START ENTRIES PROVIDED

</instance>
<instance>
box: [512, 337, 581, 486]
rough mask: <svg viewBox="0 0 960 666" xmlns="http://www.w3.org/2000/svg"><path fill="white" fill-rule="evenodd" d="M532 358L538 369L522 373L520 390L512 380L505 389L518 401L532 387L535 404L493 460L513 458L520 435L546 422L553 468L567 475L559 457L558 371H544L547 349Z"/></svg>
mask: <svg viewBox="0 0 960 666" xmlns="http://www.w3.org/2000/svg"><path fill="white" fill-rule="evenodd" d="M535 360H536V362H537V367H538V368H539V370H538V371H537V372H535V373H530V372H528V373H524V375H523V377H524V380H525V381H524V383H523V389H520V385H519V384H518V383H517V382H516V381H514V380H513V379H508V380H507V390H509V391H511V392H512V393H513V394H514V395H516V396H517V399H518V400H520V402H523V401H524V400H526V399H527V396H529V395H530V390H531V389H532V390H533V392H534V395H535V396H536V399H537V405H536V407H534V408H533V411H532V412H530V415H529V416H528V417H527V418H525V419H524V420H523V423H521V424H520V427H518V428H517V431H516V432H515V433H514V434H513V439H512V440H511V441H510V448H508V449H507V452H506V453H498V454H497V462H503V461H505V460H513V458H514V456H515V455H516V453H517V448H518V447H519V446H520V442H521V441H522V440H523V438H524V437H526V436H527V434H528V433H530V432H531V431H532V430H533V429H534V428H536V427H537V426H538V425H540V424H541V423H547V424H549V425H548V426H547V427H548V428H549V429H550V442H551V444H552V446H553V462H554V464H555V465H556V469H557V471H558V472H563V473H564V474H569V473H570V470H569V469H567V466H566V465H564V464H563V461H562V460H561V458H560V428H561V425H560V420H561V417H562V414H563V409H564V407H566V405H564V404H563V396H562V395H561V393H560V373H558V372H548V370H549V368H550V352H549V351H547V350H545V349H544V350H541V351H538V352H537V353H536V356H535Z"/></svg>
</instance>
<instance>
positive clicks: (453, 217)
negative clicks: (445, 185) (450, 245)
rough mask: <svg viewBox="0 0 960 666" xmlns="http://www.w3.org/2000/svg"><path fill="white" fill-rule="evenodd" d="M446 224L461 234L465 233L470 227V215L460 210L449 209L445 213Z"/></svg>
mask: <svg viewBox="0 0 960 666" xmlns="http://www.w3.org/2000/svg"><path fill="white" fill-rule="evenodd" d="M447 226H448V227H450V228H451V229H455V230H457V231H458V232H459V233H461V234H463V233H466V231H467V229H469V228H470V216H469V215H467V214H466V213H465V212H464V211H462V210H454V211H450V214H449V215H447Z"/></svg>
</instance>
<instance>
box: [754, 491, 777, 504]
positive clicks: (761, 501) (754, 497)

END ENTRIES PROVIDED

After reading the records above, work out how many lines contain "positive" and give that number only.

* [RESULT OF THE TASK]:
2